In some cases, chronic teeth grinding can result in a fracturing, loosening, or loss of teeth.
The chronic grinding may wear teeth down to stumps. When these events happen, bridges,
crowns, root canals, implants, partial dentures, and even complete dentures may be needed.
Not only can severe grinding damage teeth and result in tooth loss, it can also affect your
jaws, cause or worsen TMD/TMJ, and even change the appearance of your face.
What Can I Do to Stop Grinding My Teeth?
Your dentist can fit you with a mouth guard to protect your teeth from grinding during sleep.
If stress is causing you to grind your teeth, ask your doctor or dentist about options to reduce
your stress. Attending stress counseling, starting an exercise program, seeing a physical therapist,
or obtaining a prescription for muscle relaxants are among some of the options that may be offered.
If a sleeping disorder is causing the grinding, treating it may reduce or eliminate the grinding habit.
Other tips to help you stop teeth grinding include:
Avoid or cut back on foods and drinks that contain caffeine, such as colas, chocolate, and coffee.
Avoid alcohol. Grinding tends to intensify after alcohol consumption.
Do not chew on pencils or pens or anything that is not food.
Avoid chewing gum as it allows your jaw muscles to get more used to clenching and makes you more likely to grind your teeth.
Train yourself not to clench or grind your teeth. If you notice that you clench or grind during the day,
position the tip of your tongue between your teeth. This practice trains your jaw muscles to relax.

# [Records]
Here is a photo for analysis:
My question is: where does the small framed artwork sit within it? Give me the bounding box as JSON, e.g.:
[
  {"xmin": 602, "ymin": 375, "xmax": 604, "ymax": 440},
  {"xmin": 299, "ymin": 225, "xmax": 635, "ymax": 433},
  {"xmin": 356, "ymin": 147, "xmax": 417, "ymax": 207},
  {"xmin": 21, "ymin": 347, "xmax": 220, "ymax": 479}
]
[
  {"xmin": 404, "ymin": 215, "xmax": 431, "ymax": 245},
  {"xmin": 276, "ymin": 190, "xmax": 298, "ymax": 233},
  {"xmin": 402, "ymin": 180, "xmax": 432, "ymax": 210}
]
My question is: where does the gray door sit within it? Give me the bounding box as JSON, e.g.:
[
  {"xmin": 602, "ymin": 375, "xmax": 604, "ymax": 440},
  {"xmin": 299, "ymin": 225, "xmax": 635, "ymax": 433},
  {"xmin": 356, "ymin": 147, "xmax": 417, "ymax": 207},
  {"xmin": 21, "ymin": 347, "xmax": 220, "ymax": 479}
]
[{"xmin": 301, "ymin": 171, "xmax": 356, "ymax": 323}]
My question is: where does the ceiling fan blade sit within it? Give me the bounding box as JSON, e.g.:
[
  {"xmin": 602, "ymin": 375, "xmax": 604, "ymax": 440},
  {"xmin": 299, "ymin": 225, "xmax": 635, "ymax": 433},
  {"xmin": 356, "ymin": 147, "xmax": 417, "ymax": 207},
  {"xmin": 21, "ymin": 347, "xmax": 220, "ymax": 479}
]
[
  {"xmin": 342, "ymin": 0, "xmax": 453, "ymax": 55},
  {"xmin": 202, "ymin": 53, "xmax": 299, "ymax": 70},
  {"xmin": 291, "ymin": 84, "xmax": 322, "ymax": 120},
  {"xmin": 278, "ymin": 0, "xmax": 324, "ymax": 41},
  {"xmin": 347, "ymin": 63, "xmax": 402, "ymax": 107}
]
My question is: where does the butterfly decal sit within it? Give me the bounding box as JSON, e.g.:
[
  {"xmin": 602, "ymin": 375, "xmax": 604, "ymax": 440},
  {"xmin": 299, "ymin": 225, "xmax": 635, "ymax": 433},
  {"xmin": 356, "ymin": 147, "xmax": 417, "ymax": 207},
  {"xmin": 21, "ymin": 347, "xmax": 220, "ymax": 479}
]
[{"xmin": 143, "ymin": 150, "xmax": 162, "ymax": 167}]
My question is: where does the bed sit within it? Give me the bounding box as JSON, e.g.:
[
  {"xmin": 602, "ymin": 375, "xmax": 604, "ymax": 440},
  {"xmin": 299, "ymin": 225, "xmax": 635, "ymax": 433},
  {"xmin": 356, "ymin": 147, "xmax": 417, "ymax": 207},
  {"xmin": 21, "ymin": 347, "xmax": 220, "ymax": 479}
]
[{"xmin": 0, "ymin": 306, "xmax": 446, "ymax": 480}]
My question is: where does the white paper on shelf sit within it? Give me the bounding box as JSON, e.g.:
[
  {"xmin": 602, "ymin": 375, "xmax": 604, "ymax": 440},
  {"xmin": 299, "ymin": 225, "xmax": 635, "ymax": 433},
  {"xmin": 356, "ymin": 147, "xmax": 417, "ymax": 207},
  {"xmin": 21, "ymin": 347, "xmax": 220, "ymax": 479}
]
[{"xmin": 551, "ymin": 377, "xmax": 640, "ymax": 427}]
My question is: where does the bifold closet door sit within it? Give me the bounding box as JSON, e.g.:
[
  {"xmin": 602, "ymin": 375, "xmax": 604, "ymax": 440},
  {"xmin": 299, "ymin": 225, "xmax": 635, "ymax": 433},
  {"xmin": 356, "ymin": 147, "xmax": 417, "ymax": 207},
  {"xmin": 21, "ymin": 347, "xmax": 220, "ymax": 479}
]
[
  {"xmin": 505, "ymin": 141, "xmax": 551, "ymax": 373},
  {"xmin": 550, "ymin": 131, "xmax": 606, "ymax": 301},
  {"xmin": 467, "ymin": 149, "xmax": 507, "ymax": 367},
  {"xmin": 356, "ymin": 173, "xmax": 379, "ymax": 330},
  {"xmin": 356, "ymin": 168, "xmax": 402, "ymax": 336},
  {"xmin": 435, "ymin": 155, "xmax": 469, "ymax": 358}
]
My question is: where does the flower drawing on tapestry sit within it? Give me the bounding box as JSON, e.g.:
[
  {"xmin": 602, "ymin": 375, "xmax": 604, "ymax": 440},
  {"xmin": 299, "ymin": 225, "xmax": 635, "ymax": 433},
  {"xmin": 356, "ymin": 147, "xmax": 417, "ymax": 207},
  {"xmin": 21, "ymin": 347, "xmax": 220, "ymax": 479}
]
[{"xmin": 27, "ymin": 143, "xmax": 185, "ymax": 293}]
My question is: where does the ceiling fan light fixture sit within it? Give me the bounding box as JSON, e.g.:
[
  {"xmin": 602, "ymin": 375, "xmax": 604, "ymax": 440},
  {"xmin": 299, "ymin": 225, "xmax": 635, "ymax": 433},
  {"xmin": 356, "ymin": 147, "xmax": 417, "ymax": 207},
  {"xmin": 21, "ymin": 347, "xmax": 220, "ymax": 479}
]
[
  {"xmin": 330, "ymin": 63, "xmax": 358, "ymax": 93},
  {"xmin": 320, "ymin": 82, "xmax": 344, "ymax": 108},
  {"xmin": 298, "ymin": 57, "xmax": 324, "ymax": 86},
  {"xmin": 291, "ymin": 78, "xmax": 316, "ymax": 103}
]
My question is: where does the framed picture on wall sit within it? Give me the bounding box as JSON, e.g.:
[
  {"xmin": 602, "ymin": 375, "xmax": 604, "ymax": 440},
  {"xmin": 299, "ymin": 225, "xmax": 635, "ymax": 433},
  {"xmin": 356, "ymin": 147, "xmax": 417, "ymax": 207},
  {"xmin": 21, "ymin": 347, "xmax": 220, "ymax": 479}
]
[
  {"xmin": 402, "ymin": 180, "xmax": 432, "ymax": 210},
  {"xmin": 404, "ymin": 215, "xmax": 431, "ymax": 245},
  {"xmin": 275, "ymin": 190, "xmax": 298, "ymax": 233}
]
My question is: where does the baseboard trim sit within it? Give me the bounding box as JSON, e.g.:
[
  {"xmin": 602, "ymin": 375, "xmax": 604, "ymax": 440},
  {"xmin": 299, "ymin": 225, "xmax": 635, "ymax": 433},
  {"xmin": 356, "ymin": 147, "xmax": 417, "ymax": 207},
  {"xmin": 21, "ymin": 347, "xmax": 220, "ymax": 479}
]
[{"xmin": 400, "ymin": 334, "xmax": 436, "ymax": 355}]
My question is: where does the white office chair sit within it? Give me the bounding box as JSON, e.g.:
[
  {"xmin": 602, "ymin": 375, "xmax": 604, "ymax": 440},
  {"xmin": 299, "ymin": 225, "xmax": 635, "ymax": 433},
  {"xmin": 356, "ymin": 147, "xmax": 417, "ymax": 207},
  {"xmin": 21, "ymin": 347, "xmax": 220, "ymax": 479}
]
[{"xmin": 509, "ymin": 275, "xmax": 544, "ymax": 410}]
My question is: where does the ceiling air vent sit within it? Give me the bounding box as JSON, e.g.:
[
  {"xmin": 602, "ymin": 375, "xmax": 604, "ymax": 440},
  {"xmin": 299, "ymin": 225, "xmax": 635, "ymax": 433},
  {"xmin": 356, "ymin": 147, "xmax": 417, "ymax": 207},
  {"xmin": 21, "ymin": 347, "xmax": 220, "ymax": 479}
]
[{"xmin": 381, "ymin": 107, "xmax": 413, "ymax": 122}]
* * *
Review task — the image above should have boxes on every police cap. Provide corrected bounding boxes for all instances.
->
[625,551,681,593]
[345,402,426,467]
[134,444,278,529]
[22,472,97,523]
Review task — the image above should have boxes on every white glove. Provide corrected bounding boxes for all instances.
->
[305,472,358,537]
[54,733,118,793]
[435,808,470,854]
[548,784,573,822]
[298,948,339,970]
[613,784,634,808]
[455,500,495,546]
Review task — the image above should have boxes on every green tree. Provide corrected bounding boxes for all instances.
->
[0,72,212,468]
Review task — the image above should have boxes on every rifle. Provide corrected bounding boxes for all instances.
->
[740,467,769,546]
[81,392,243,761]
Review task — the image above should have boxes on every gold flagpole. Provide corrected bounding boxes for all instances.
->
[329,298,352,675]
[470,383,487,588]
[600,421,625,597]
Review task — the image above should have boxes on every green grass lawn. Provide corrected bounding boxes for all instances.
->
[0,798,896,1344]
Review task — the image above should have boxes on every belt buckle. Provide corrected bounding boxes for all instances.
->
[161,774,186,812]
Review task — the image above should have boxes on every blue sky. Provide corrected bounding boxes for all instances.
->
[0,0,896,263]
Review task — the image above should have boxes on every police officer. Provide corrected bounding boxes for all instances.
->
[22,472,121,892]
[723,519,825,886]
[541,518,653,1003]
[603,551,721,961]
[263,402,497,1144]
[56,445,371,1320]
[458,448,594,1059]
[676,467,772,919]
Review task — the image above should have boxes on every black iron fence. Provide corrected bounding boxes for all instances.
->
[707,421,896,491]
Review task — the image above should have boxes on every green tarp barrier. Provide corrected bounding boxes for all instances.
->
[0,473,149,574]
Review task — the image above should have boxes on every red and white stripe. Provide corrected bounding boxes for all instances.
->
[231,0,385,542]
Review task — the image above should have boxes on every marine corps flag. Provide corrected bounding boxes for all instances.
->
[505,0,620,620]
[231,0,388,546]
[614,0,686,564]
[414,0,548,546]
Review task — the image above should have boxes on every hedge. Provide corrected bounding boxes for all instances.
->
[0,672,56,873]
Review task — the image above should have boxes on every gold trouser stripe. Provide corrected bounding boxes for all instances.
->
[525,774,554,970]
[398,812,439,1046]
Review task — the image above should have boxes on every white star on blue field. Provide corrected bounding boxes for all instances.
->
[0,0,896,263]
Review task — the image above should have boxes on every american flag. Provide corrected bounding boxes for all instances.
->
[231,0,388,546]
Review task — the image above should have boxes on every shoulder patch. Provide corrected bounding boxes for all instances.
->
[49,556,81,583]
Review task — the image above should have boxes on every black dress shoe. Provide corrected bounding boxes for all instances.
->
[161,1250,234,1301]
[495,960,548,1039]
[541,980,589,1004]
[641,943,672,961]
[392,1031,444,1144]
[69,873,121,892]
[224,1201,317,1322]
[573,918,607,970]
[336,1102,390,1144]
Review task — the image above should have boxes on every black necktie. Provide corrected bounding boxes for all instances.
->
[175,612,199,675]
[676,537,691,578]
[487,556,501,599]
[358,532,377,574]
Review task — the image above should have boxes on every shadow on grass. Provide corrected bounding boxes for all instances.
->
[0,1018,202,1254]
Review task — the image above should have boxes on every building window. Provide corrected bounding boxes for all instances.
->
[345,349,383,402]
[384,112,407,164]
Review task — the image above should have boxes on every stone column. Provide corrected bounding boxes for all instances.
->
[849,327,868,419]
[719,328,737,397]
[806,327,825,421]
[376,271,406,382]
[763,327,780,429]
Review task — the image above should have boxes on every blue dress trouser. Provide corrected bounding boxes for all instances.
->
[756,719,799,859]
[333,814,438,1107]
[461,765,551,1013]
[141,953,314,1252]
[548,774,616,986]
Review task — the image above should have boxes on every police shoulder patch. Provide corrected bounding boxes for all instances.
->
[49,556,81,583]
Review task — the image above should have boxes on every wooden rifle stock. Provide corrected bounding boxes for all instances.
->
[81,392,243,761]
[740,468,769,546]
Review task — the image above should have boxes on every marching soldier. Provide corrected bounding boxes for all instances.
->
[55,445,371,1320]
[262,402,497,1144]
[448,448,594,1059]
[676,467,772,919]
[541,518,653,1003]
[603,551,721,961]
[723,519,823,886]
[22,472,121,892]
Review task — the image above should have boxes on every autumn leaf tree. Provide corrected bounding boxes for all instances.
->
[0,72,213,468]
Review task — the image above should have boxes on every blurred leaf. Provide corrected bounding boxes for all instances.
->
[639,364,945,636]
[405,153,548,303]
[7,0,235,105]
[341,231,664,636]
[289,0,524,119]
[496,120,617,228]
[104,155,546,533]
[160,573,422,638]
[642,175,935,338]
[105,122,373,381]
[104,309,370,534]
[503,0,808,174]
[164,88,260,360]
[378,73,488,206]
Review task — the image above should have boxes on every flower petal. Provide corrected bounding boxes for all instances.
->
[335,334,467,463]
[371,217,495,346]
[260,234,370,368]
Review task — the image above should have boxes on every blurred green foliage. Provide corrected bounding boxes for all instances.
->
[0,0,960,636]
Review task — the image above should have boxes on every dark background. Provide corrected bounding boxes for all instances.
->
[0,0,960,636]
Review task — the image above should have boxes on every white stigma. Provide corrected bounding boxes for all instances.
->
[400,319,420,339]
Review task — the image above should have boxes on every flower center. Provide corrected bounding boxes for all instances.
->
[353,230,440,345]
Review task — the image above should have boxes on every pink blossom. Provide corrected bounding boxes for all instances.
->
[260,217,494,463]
* * *
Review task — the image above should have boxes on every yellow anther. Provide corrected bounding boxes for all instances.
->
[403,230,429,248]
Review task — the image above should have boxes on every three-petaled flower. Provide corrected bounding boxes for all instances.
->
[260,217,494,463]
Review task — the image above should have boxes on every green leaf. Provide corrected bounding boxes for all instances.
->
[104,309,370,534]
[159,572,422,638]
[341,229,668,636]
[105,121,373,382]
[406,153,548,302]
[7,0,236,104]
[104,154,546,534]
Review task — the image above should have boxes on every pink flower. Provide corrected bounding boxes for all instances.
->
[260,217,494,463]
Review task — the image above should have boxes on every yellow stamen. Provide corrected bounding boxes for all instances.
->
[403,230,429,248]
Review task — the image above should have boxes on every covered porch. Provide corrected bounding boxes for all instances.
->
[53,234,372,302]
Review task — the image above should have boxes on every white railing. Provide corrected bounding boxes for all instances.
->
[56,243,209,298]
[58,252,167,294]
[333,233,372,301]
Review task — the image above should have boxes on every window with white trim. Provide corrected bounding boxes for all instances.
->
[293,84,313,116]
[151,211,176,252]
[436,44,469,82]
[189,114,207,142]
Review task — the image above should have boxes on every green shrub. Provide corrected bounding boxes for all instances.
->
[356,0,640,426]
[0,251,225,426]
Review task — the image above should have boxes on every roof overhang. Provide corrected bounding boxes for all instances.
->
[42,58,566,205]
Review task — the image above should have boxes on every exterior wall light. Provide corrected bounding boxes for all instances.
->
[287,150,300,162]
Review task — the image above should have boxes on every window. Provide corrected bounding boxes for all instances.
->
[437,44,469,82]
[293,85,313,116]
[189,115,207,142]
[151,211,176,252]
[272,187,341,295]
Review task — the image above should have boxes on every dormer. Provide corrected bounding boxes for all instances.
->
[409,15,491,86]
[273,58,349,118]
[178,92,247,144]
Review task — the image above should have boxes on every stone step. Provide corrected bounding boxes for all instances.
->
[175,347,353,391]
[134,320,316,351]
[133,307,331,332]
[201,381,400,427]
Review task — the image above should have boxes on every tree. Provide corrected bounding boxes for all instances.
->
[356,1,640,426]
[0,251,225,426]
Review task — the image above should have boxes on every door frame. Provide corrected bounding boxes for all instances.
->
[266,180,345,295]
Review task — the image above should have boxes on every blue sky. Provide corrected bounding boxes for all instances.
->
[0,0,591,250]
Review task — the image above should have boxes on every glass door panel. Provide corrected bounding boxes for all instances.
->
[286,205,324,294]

# [Work order 1]
Using the text on teeth grinding above, say whether each statement agrees with it, answering yes or no and quoting the words that decide it: (a) Chewing gum is recommended as a way to relax the jaw muscles. (b) Grinding tends to get worse after alcohol consumption. (c) A dentist can fit a mouth guard that protects teeth from grinding during sleep.
# [Work order 2]
Write out the passage of the text on teeth grinding from "The chronic grinding" up to and including "Grinding My Teeth?", and swap "stumps" for "nubs".

# [Solution 1]
(a) No: "Avoid chewing gum as it allows your jaw muscles to get more used to clenching and makes you more likely to grind your teeth."
(b) Yes: "Grinding tends to intensify after alcohol consumption."
(c) Yes: "Your dentist can fit you with a mouth guard to protect your teeth from grinding during sleep."

# [Solution 2]
The chronic grinding may wear teeth down to nubs. When these events happen, bridges,
crowns, root canals, implants, partial dentures, and even complete dentures may be needed.
Not only can severe grinding damage teeth and result in tooth loss, it can also affect your
jaws, cause or worsen TMD/TMJ, and even change the appearance of your face.
What Can I Do to Stop Grinding My Teeth?